---- Task data

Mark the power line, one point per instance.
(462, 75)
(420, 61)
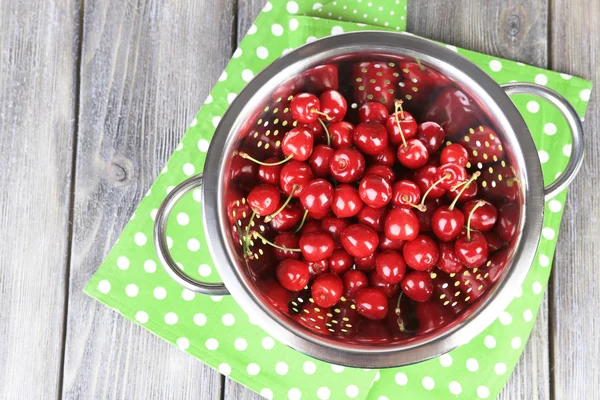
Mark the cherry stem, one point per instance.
(326, 131)
(267, 241)
(479, 204)
(398, 106)
(301, 222)
(465, 185)
(249, 157)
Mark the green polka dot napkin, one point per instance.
(215, 330)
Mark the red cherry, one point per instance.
(401, 224)
(371, 303)
(370, 137)
(302, 107)
(454, 154)
(374, 218)
(346, 201)
(447, 222)
(448, 262)
(390, 266)
(472, 251)
(264, 199)
(333, 105)
(421, 253)
(414, 155)
(418, 286)
(317, 196)
(316, 246)
(340, 261)
(359, 240)
(292, 274)
(294, 173)
(347, 165)
(341, 134)
(373, 111)
(508, 218)
(354, 281)
(375, 191)
(319, 160)
(327, 290)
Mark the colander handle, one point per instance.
(567, 110)
(162, 249)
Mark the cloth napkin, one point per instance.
(216, 330)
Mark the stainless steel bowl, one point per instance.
(490, 102)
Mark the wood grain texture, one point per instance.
(38, 59)
(146, 68)
(515, 30)
(575, 319)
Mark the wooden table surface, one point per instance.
(95, 95)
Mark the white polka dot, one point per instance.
(550, 129)
(454, 388)
(247, 75)
(352, 391)
(200, 319)
(212, 344)
(483, 392)
(171, 318)
(489, 342)
(533, 106)
(428, 383)
(446, 360)
(495, 65)
(240, 344)
(323, 393)
(281, 368)
(141, 317)
(292, 7)
(104, 286)
(548, 233)
(472, 364)
(123, 262)
(131, 290)
(585, 94)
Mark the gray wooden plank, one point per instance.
(146, 68)
(575, 44)
(38, 63)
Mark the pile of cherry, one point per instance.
(379, 231)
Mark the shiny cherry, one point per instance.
(371, 303)
(327, 290)
(359, 240)
(421, 253)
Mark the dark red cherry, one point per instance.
(303, 106)
(316, 246)
(346, 201)
(319, 160)
(373, 111)
(473, 251)
(454, 154)
(370, 138)
(371, 303)
(418, 286)
(327, 290)
(421, 253)
(401, 224)
(292, 274)
(359, 240)
(347, 165)
(446, 223)
(354, 280)
(341, 134)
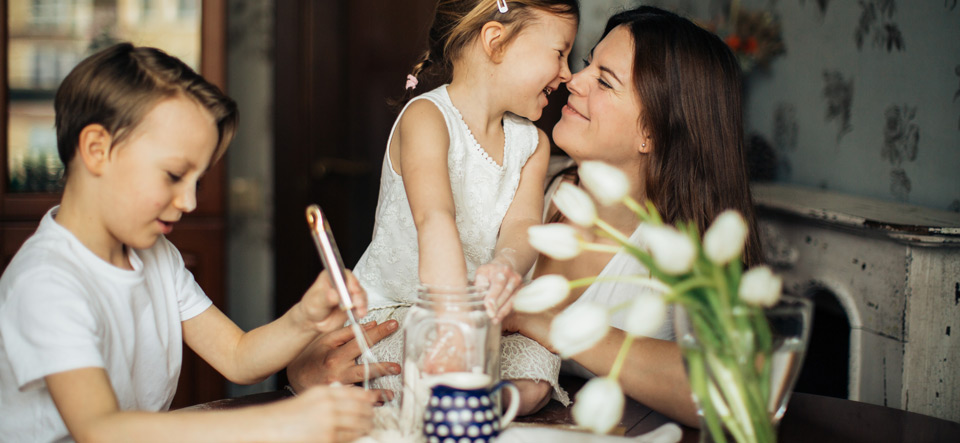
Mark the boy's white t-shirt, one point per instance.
(63, 308)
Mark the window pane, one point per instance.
(47, 38)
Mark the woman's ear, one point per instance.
(492, 36)
(93, 147)
(644, 145)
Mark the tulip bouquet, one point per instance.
(729, 368)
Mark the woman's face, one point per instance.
(601, 120)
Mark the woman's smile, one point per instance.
(568, 109)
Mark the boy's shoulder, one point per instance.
(44, 256)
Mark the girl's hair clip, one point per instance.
(411, 82)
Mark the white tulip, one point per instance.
(556, 240)
(541, 294)
(672, 250)
(646, 314)
(607, 183)
(759, 286)
(576, 204)
(578, 328)
(599, 405)
(725, 238)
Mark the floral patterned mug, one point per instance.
(460, 409)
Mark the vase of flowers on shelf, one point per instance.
(742, 341)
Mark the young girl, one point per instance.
(95, 306)
(463, 174)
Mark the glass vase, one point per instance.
(742, 365)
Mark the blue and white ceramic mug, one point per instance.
(460, 409)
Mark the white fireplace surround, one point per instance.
(895, 270)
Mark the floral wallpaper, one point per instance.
(844, 106)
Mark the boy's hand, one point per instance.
(320, 304)
(332, 358)
(503, 281)
(324, 414)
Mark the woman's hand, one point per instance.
(332, 358)
(320, 304)
(503, 281)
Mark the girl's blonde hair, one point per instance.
(457, 22)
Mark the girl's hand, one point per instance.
(503, 281)
(320, 304)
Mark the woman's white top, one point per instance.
(482, 193)
(608, 294)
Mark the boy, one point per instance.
(96, 304)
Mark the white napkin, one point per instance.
(667, 433)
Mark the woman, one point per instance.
(660, 99)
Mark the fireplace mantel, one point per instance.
(895, 270)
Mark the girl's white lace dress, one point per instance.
(482, 193)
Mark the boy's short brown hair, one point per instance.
(119, 85)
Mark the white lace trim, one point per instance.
(476, 145)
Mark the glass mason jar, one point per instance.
(447, 330)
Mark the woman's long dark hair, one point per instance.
(689, 84)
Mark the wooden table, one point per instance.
(809, 418)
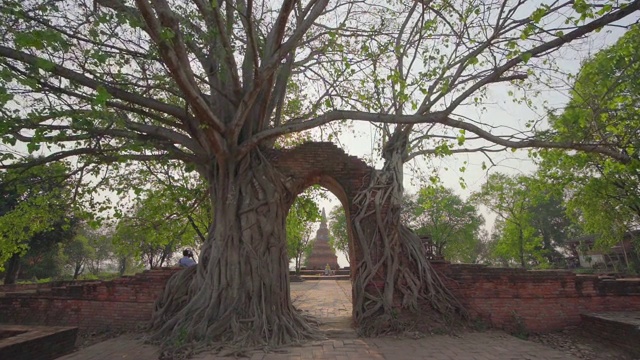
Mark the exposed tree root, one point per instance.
(394, 274)
(237, 297)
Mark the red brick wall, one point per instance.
(327, 165)
(542, 300)
(109, 305)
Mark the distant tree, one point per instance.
(602, 195)
(452, 223)
(159, 224)
(303, 214)
(532, 225)
(339, 239)
(78, 252)
(35, 212)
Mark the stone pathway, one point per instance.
(330, 301)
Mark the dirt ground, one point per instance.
(571, 341)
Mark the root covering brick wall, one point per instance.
(541, 301)
(123, 303)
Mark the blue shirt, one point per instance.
(186, 262)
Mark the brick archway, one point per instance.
(327, 165)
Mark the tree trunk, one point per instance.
(13, 269)
(393, 273)
(238, 294)
(77, 270)
(521, 238)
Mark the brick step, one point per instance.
(621, 328)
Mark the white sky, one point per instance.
(502, 110)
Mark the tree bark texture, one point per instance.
(13, 268)
(393, 274)
(238, 295)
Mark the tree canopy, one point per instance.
(213, 86)
(602, 194)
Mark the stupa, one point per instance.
(322, 254)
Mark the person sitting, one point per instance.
(187, 259)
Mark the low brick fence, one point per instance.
(539, 301)
(124, 303)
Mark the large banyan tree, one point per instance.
(215, 84)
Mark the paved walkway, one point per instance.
(330, 301)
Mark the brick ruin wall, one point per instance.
(542, 300)
(124, 303)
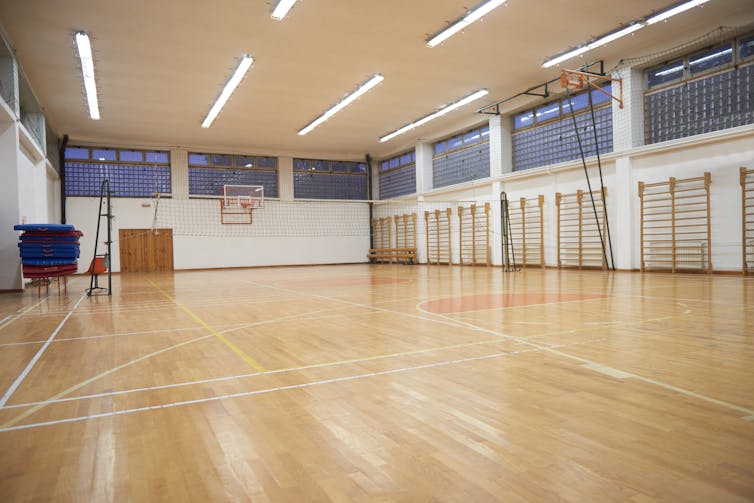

--------

What needs to be done:
With the pictures left aside, write out all of the records above exactly.

Output below:
Mark the power line, one point per instance.
(462, 75)
(420, 61)
Mark the cherry stem, one point per instance.
(326, 131)
(267, 241)
(479, 204)
(398, 106)
(301, 222)
(465, 185)
(249, 157)
Mark the green polka dot napkin, one point per instance.
(215, 330)
Mark the red cherry, one point per instance.
(401, 224)
(371, 303)
(370, 137)
(302, 107)
(454, 154)
(374, 218)
(346, 201)
(447, 222)
(448, 262)
(390, 266)
(472, 251)
(264, 199)
(333, 105)
(421, 253)
(414, 155)
(418, 286)
(317, 196)
(316, 246)
(340, 261)
(359, 240)
(292, 274)
(294, 173)
(347, 165)
(341, 134)
(373, 111)
(508, 218)
(354, 281)
(375, 191)
(319, 160)
(327, 290)
Mark the colander handle, one point per instance.
(567, 110)
(162, 249)
Mark the cloth napkin, one point per instance.
(216, 330)
Mark the stainless steel bowl, one point per instance.
(490, 102)
Mark the wood grain texture, one point per instance.
(38, 59)
(146, 68)
(515, 30)
(575, 319)
Mark the wooden table surface, one point per instance.
(95, 95)
Mark the white polka dot, one point per instance.
(550, 129)
(454, 388)
(247, 75)
(352, 391)
(200, 319)
(212, 344)
(483, 392)
(171, 318)
(489, 342)
(533, 106)
(428, 383)
(446, 360)
(495, 65)
(240, 344)
(323, 393)
(281, 368)
(141, 317)
(292, 7)
(104, 286)
(548, 233)
(472, 364)
(123, 262)
(131, 290)
(585, 94)
Mark the gray wooden plank, one point per instance.
(146, 68)
(575, 44)
(38, 63)
Mark the pile of cherry, one point per instance.
(379, 231)
Mark the shiny cherry, one point per instance.
(371, 303)
(327, 290)
(359, 240)
(421, 253)
Mark the dark red cherry, one point per instance.
(303, 106)
(316, 246)
(346, 201)
(319, 160)
(373, 111)
(473, 251)
(454, 154)
(370, 138)
(371, 303)
(418, 286)
(327, 290)
(421, 253)
(401, 224)
(292, 274)
(359, 240)
(347, 165)
(446, 223)
(354, 280)
(341, 134)
Mark the boy's white t-shirt, one point per instance.
(63, 308)
Mark the window pane, one point per instance.
(47, 38)
Mark the woman's ear, one point per instance.
(492, 36)
(93, 147)
(644, 145)
Mark the tulip bouquet, one point per instance.
(729, 368)
Mark the woman's face, one point per instance.
(601, 120)
Mark the woman's smile, one point per instance.
(568, 109)
Mark the boy's shoulder, one point per instance.
(44, 256)
Mark the girl's hair clip, one point per instance.
(411, 82)
Mark the white tulip, one point per instance.
(556, 240)
(541, 294)
(672, 250)
(646, 314)
(607, 183)
(759, 286)
(576, 204)
(578, 328)
(599, 405)
(725, 238)
Mark the floral patterned mug, one point per instance.
(460, 409)
Mark the vase of flowers on shelf, one point per instance.
(742, 341)
Mark the young girl, one point per instance.
(95, 306)
(463, 174)
Mark the glass vase, one point per instance.
(742, 365)
Mark the blue and white ceramic mug, one point per instance.
(460, 409)
Mark the white fireplace surround, one point per instance.
(895, 270)
Mark the floral wallpaper, one point per instance.
(844, 106)
Mark the boy's hand, one point per instance.
(320, 304)
(332, 358)
(503, 281)
(324, 414)
Mark the woman's hand, one point per instance.
(332, 358)
(320, 304)
(503, 281)
Mark the girl's blonde hair, one point per instance.
(457, 22)
Mark the girl's hand, one point per instance.
(503, 281)
(320, 304)
Mark the woman's white top, one point per instance.
(482, 193)
(608, 294)
Mark the boy, one point per instance.
(96, 304)
Mark the white napkin, one point per instance.
(667, 433)
Mark the woman, one point per instance.
(660, 99)
Mark the fireplace mantel, one point per instance.
(895, 270)
Mark the girl's white lace dress, one point per instance.
(482, 193)
Mark the boy's short brown hair, one point per instance.
(119, 85)
Mark the white lace trim, one point per instance.
(476, 145)
Mark the glass mason jar, one point per instance.
(447, 330)
Mark the woman's long dark hair, one point per instance.
(689, 84)
Mark the wooden table, one point per instance.
(809, 418)
Mark the exposed tree root, one point per instance.
(394, 274)
(237, 297)
Mark the red brick wall, one point per instance.
(327, 165)
(542, 300)
(109, 305)
Mark the distant tree, one point per instance.
(602, 195)
(452, 223)
(159, 224)
(303, 214)
(532, 225)
(339, 239)
(78, 252)
(35, 212)
Mark the stone pathway, one point per instance.
(330, 301)
Mark the dirt ground, one point per instance.
(571, 341)
Mark the root covering brick wall, one point per instance.
(541, 301)
(123, 303)
Mark the blue shirt, one point per instance.
(186, 262)
Mark the brick archway, one point per instance.
(327, 165)
Mark the tree trunk, one point per instance.
(13, 269)
(393, 273)
(238, 294)
(77, 270)
(521, 238)
Mark the brick step, one point per instance.
(621, 328)
Mark the white sky, one point per instance.
(502, 110)
Mark the tree bark texture, one point per instance.
(13, 268)
(393, 274)
(238, 295)
Mark the tree canopy, one point per instance.
(213, 86)
(602, 194)
Mark the stupa, one point per instance.
(322, 254)
Mark the person sitting, one point per instance.
(187, 259)
Mark the low brick fence, one point per instance.
(539, 301)
(124, 303)
Mark the large banyan tree, one point per instance.
(215, 84)
Mark the paved walkway, one point per instance.
(330, 301)
Mark the brick ruin wall, one point per instance.
(542, 300)
(124, 303)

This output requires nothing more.